BEGIN Given records
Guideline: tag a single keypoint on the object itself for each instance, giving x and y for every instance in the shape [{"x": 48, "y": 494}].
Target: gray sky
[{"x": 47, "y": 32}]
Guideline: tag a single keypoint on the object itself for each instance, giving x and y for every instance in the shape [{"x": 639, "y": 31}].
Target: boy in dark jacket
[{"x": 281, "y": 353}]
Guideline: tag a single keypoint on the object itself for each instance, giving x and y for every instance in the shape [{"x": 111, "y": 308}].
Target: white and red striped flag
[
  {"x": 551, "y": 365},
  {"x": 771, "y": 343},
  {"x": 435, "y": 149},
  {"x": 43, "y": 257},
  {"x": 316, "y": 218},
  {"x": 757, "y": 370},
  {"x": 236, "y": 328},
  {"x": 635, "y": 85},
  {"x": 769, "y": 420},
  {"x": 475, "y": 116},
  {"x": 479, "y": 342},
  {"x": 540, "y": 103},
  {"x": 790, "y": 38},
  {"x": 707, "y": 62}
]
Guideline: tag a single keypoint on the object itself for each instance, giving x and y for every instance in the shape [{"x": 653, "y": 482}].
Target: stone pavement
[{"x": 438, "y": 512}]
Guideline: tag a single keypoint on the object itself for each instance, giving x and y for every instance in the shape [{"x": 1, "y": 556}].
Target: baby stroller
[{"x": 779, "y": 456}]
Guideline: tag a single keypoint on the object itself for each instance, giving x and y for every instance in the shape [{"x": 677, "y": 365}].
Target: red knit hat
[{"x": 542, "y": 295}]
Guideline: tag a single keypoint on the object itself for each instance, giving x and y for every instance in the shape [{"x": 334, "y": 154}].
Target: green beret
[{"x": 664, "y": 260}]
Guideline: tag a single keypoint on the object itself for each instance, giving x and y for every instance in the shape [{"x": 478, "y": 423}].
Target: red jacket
END Given records
What to do ::
In the data above, find the line containing "Target: green beret", then copy it and every later line exactly.

Written response ::
Target: green beret
[{"x": 664, "y": 260}]
Guideline: tag a single keypoint on the object itself for each instance, giving x and y for every instance in the shape [{"x": 478, "y": 423}].
Target: red jacket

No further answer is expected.